Objective
Add -34 to every bounding-box coordinate from the start of the items down to the line containing "left=121, top=29, right=147, bottom=99", both lines included. Write out that whole stretch again with only those coordinates changed.

Record extracts
**********

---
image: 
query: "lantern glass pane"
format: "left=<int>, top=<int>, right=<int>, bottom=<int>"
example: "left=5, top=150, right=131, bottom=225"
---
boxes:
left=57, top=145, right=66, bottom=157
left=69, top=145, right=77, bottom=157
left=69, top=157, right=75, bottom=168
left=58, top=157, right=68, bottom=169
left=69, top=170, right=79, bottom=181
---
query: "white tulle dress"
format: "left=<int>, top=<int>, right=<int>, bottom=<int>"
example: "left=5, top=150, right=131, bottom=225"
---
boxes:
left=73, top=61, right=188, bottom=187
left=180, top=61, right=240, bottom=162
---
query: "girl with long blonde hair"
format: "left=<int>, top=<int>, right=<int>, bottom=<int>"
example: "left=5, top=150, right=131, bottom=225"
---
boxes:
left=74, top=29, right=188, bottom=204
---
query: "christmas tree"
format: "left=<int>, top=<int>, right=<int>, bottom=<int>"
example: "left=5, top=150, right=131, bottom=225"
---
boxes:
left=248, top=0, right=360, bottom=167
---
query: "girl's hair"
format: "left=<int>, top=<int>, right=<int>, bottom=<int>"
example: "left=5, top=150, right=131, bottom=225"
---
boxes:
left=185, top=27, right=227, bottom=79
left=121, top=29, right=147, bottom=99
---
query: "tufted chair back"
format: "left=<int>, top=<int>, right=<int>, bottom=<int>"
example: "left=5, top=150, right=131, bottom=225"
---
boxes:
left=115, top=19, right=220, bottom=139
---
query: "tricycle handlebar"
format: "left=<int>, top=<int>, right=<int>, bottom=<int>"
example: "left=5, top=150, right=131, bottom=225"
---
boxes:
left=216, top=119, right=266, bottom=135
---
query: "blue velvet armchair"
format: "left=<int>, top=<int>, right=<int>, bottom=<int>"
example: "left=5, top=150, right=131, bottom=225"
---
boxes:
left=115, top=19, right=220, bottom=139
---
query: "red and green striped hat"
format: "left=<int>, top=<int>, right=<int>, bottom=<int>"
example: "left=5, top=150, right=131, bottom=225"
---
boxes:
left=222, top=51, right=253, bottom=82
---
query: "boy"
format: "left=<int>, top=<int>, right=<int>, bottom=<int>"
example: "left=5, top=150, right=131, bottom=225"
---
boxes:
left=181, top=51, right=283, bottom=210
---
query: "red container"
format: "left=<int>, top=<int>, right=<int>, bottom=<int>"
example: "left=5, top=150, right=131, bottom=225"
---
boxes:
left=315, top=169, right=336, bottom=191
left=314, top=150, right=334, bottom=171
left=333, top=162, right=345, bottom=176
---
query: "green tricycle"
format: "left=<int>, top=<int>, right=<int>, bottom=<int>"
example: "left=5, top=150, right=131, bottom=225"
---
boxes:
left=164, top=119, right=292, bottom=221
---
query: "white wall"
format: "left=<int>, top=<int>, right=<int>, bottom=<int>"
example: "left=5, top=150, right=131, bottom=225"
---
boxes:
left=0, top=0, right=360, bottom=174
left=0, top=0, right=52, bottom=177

**********

Output of the task
---
image: 
query: "lantern glass pane"
format: "left=<int>, top=<int>, right=<int>, bottom=<int>"
example: "left=5, top=150, right=131, bottom=225"
---
boxes:
left=23, top=111, right=32, bottom=123
left=35, top=111, right=43, bottom=123
left=35, top=123, right=41, bottom=134
left=24, top=123, right=34, bottom=135
left=35, top=136, right=45, bottom=147
---
query: "white tulle dress"
format: "left=<int>, top=<int>, right=<int>, bottom=<int>"
example: "left=5, top=150, right=131, bottom=225"
---
boxes:
left=39, top=27, right=154, bottom=153
left=146, top=27, right=206, bottom=128
---
query: "girl with long blonde hair"
format: "left=<int>, top=<int>, right=<int>, bottom=<int>"
example: "left=5, top=150, right=131, bottom=225"
---
boxes:
left=40, top=-5, right=154, bottom=170
---
query: "christmas tree"
format: "left=<int>, top=<int>, right=<int>, bottom=<int>"
example: "left=5, top=150, right=131, bottom=225"
---
boxes:
left=214, top=-34, right=326, bottom=133
---
query: "girl's hair"
format: "left=<int>, top=<int>, right=<int>, bottom=<int>"
example: "left=5, top=150, right=131, bottom=225"
---
boxes:
left=151, top=-7, right=193, bottom=45
left=87, top=-5, right=113, bottom=65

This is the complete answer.